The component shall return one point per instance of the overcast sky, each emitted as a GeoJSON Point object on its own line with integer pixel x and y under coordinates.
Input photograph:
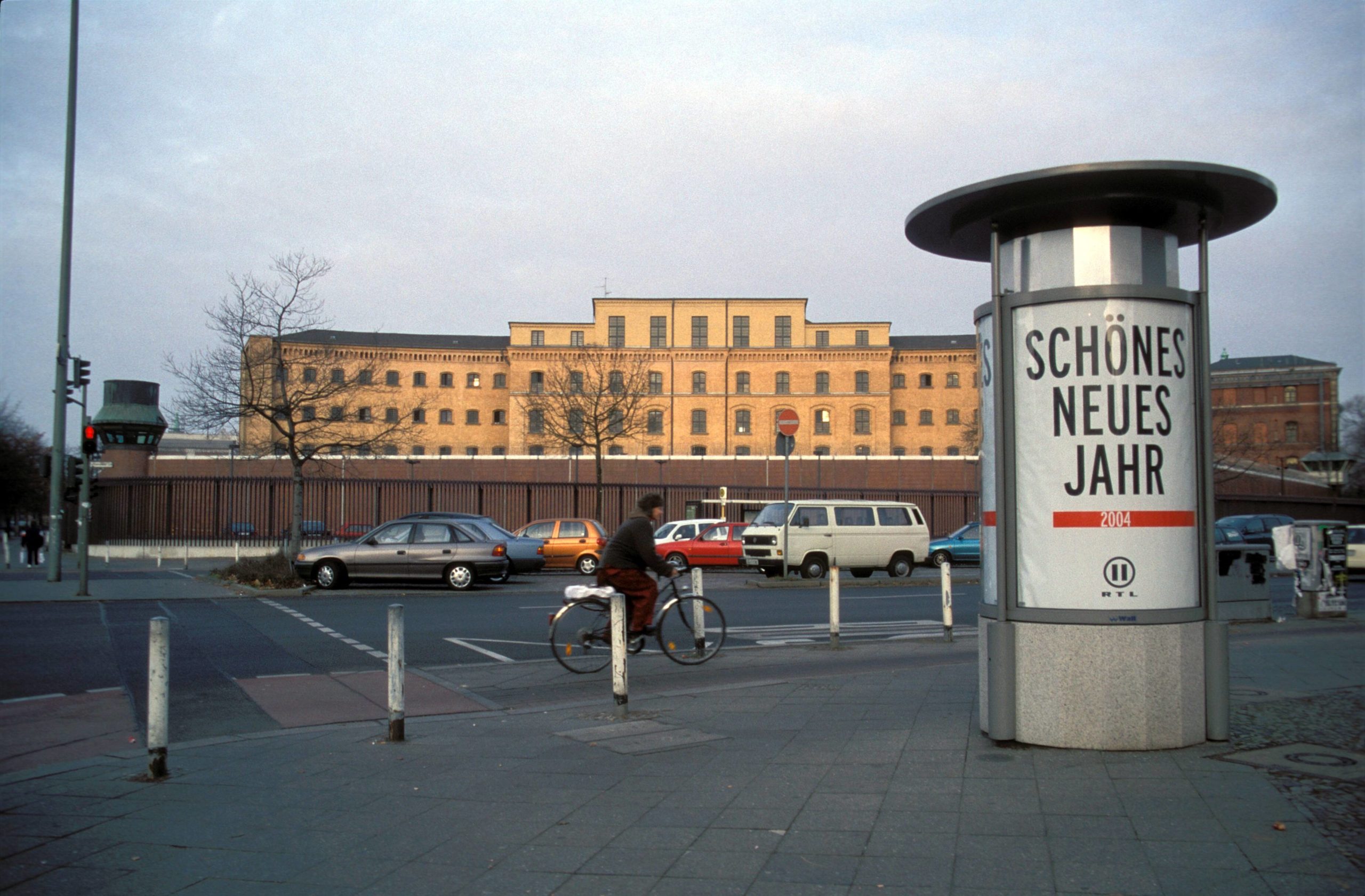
{"type": "Point", "coordinates": [464, 164]}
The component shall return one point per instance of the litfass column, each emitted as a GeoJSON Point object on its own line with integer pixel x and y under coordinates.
{"type": "Point", "coordinates": [1096, 499]}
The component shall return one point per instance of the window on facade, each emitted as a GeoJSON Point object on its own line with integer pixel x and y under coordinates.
{"type": "Point", "coordinates": [700, 332]}
{"type": "Point", "coordinates": [783, 330]}
{"type": "Point", "coordinates": [742, 330]}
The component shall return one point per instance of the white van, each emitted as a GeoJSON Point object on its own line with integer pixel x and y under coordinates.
{"type": "Point", "coordinates": [862, 536]}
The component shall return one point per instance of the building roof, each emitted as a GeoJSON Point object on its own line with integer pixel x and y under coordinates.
{"type": "Point", "coordinates": [934, 343]}
{"type": "Point", "coordinates": [402, 340]}
{"type": "Point", "coordinates": [1264, 362]}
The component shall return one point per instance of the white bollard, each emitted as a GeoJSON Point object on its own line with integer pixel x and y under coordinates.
{"type": "Point", "coordinates": [834, 606]}
{"type": "Point", "coordinates": [159, 696]}
{"type": "Point", "coordinates": [396, 666]}
{"type": "Point", "coordinates": [619, 682]}
{"type": "Point", "coordinates": [946, 583]}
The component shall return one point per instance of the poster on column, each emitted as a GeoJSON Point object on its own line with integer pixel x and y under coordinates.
{"type": "Point", "coordinates": [986, 338]}
{"type": "Point", "coordinates": [1105, 456]}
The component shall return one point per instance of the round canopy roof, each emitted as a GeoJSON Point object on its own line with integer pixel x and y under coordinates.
{"type": "Point", "coordinates": [1154, 194]}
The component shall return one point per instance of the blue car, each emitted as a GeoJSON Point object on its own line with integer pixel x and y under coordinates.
{"type": "Point", "coordinates": [963, 546]}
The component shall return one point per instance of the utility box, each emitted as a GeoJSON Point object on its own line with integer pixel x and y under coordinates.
{"type": "Point", "coordinates": [1320, 568]}
{"type": "Point", "coordinates": [1244, 588]}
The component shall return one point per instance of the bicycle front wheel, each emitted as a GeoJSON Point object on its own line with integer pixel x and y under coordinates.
{"type": "Point", "coordinates": [581, 636]}
{"type": "Point", "coordinates": [691, 631]}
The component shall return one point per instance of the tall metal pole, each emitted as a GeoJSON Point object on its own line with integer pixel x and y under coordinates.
{"type": "Point", "coordinates": [59, 384]}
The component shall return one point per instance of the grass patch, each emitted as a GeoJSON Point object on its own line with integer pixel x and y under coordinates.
{"type": "Point", "coordinates": [261, 572]}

**TASK DIRECTIONS:**
Every entry must be reproduced exactly, with the images left out.

**FULL SOLUTION:**
The component shall return one point per instance of the overcast sky, each emitted as a GeoJSON Point object on its own line with integer pixel x and y under coordinates.
Input photograph:
{"type": "Point", "coordinates": [464, 164]}
The component shall return one point per instance of the litfass column, each emitted as a GeoJSON Point object on its own line with integer pixel x and y under coordinates.
{"type": "Point", "coordinates": [1096, 499]}
The component shall return one point per instance of the window on facade, each emitted as a GeoJSON Point object on its own line with integer pixel x and y under coordinates.
{"type": "Point", "coordinates": [700, 332]}
{"type": "Point", "coordinates": [783, 330]}
{"type": "Point", "coordinates": [742, 330]}
The component shall return one point per instance of the white van, each emitted as a GeoJSON Point object on its own line with integer pixel x and y under coordinates.
{"type": "Point", "coordinates": [862, 536]}
The component shall return one point per instance of the building roof, each emitted as a GeoJSON Point object on its own line with integer pixel x and y under coordinates.
{"type": "Point", "coordinates": [934, 343]}
{"type": "Point", "coordinates": [402, 340]}
{"type": "Point", "coordinates": [1264, 362]}
The component shall return one point per instance of the white bollard, each emitted as a GeoJSON Point object on its own line with integer pixel x and y under coordinates.
{"type": "Point", "coordinates": [834, 606]}
{"type": "Point", "coordinates": [159, 696]}
{"type": "Point", "coordinates": [396, 666]}
{"type": "Point", "coordinates": [619, 682]}
{"type": "Point", "coordinates": [946, 583]}
The component shall return one point per instance of the poster on column, each emitted as a GeoJSON Point object on its own line with integer pixel x and y under coordinates.
{"type": "Point", "coordinates": [986, 338]}
{"type": "Point", "coordinates": [1105, 456]}
The component shall return one point per instance of the round canopy roof, each emitted as a GeoJSON Point object on its own line with integer pixel x and y under coordinates.
{"type": "Point", "coordinates": [1154, 194]}
The component shall return one point per instance of the blue car, each emitted as a GeoJSON Point object on its own line with integer pixel x and y under coordinates.
{"type": "Point", "coordinates": [963, 546]}
The component shall return one point per instance of the utility box, each emitted as a GeoJSON Point object on its own line with integer pixel x and y under coordinates.
{"type": "Point", "coordinates": [1320, 568]}
{"type": "Point", "coordinates": [1244, 588]}
The component shall return one point per instance of the bicycle front wheel, each emitted as a GeoJSON Point object on its own line with integer pixel x and y under coordinates.
{"type": "Point", "coordinates": [581, 636]}
{"type": "Point", "coordinates": [691, 631]}
The component shall return one point per instance of the tall metal pole, each emitted as a GeoJSON Point object on its own line with integer pixel x and y under coordinates.
{"type": "Point", "coordinates": [59, 384]}
The component shall return one point per instance of the grass patch, each emitted as a GeoJSON Point object on its own line with integer pixel x and y under coordinates.
{"type": "Point", "coordinates": [261, 572]}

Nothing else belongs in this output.